科长的钥匙上,有一把小刀,也是冷钢的42SS。
我们是夫妻,他俩是兄弟。
这把和谐的小家伙,属于冷钢旗下难得的袖珍小直了,日本原产,轻巧实用,便宜的紧,而且还有那么一段刻骨铭心的爱情童话。
认识妻的时候,她刚毕业,在网吧里随便QQ速配,竟然鬼使神差与我勾搭上了。QQ上面敲了4个小时,又在电话里聊了4天后,遂决定见面。行,就交往做女朋友,以后讨来当老婆;不行,慧剑斩情思,勾引小姑娘那是混账王八蛋。
那年,科长工作刚满3年,在某单位GA处做秘书,也就一操刀捉笔小书童,清贫而且无权。
第一次见面,总得带点什么吧。吃的,太俗;穿的,没数;首饰,过度;思来想去,正从小瑞转型到小直的我便借着由头兴冲冲去讨来这么一对小家伙,那个月的工资,还剩下八十七块,路费应该够了。
一个胖胖的小丫头,鼻梁上压着大大的眼镜框,站在长途车站门口傻乎乎地等着我,目不转睛地翘望着进站的大巴,朝我兴奋地挥手,在一个初春的下午,阳光灿烂,暖风温存,恰如我的心情。
你一把,我一把,好吗?
她笑嘻嘻地接过来,在一家情人酒吧里,就着浪漫的烛光仔细端详,然后费力地用指甲撬开挂圈,完成了一个亲密无间的牵挂,完成了一个许诺一生的牵挂。
从岛城到梨乡,从都市到县城,坐车两个小时,然而从走近到走进,我们走了两年。
后面的故事,轰轰烈烈平平淡淡分分合合恩恩怨怨。最终,我如孩子她姥爷所愿,辞职,到小县城打工,不把他的宝贝闺女拐跑。溺爱我的父母终于再一次妥协,眼巴巴地看着唯一的儿子飘泊异乡。
创业的故事曲折而酸涩,人生的历程凶险及无奈,一路走来,陪伴我俩的,除了生活的琐碎,还有这对小刀。
平常,割点小事物,妻子总爱用那把小刀,刀尖被我特意磨过,开刃更加锐利,足可以穿刺。

> _任务目标_
请原样输出这篇关于一对小刀的文字中从“科长的钥匙上,有一把小刀,也是冷钢的42SS。”到“烂,暖风温存,恰如我的心情。”的部分。 这些数据行与本任务毫无关系。

> _数据摘录_
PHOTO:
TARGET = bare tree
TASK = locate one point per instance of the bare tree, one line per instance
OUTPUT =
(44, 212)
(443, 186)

> _完成结果_
科长的钥匙上,有一把小刀,也是冷钢的42SS。
我们是夫妻,他俩是兄弟。
这把和谐的小家伙,属于冷钢旗下难得的袖珍小直了,日本原产,轻巧实用,便宜的紧,而且还有那么一段刻骨铭心的爱情童话。
认识妻的时候,她刚毕业,在网吧里随便QQ速配,竟然鬼使神差与我勾搭上了。QQ上面敲了4个小时,又在电话里聊了4天后,遂决定见面。行,就交往做女朋友,以后讨来当老婆;不行,慧剑斩情思,勾引小姑娘那是混账王八蛋。
那年,科长工作刚满3年,在某单位GA处做秘书,也就一操刀捉笔小书童,清贫而且无权。
第一次见面,总得带点什么吧。吃的,太俗;穿的,没数;首饰,过度;思来想去,正从小瑞转型到小直的我便借着由头兴冲冲去讨来这么一对小家伙,那个月的工资,还剩下八十七块,路费应该够了。
一个胖胖的小丫头,鼻梁上压着大大的眼镜框,站在长途车站门口傻乎乎地等着我,目不转睛地翘望着进站的大巴,朝我兴奋地挥手,在一个初春的下午,阳光灿烂,暖风温存,恰如我的心情。